# TASK OBJECTIVE
Copy all of the data below without altering a single line.

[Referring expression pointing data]
========================
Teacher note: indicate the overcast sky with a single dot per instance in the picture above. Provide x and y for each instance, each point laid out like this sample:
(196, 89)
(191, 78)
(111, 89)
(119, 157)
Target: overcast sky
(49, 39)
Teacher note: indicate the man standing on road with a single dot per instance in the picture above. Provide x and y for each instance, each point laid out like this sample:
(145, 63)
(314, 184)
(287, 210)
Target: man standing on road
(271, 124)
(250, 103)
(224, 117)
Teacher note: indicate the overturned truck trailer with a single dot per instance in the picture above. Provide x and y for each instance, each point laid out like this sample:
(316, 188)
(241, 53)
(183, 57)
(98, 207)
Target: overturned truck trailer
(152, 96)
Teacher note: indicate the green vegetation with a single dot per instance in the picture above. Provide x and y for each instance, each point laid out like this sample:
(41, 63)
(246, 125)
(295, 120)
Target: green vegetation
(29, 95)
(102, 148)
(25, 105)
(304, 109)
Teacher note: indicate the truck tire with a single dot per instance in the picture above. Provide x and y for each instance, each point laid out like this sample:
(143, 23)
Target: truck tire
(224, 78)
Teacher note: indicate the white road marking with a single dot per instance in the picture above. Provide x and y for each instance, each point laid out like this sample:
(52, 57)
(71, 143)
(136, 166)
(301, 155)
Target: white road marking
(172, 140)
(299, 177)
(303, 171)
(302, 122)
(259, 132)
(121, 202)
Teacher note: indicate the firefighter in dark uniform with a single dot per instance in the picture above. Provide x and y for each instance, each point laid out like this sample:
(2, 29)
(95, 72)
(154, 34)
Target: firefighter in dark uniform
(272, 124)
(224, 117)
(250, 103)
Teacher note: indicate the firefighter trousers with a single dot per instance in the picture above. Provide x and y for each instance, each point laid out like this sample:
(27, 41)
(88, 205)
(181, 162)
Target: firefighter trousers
========================
# RESPONSE
Teacher note: indicate the overcast sky with a single dot per instance in the picture above. Provide x and y for each instance, each point laid out like this sample:
(196, 89)
(191, 78)
(111, 89)
(119, 157)
Target: overcast sky
(49, 39)
Teacher note: indicate the man standing on road with a single dot per instance in the picture above. Provide x and y for each instance, each point laid out like this sample:
(145, 63)
(314, 184)
(287, 210)
Target: man standing on road
(271, 124)
(250, 103)
(224, 117)
Teacher note: indicate the overturned truck trailer with a single dot per instance in the picture above. Provide x and y for each instance, each point laid out like this sample:
(316, 188)
(241, 53)
(183, 57)
(98, 207)
Target: overturned truck trailer
(152, 96)
Teacher note: indicate the green vegetation with a single dot per instance in the picture above. Provide x and y for each instance, each point laid out like this sample:
(41, 63)
(246, 125)
(295, 120)
Target: green vegetation
(29, 95)
(102, 148)
(25, 105)
(304, 109)
Teacher note: indicate the truck tire with a single dot per instance in the picture above. Provide x and y for each instance, each point laid out like this sample:
(143, 23)
Target: truck tire
(224, 78)
Teacher note: indicate the white road marking with a single dot per instance in the picture above. Provide x and y for each instance, each point laid out like this sample:
(52, 57)
(71, 143)
(136, 166)
(301, 155)
Target: white road marking
(172, 140)
(299, 177)
(303, 171)
(302, 122)
(259, 132)
(121, 202)
Teacher note: indicate the firefighter in dark uniform with a single dot per instance in the picture above. Provide x and y for each instance, each point laid out like this sample:
(2, 29)
(95, 72)
(154, 34)
Target: firefighter in dark uniform
(272, 124)
(224, 117)
(250, 103)
Teacher note: indicate the firefighter trousers with a single dot per instance in the picture above. Provide x and y for each instance, each point laid out like this sample:
(27, 41)
(88, 205)
(181, 162)
Target: firefighter trousers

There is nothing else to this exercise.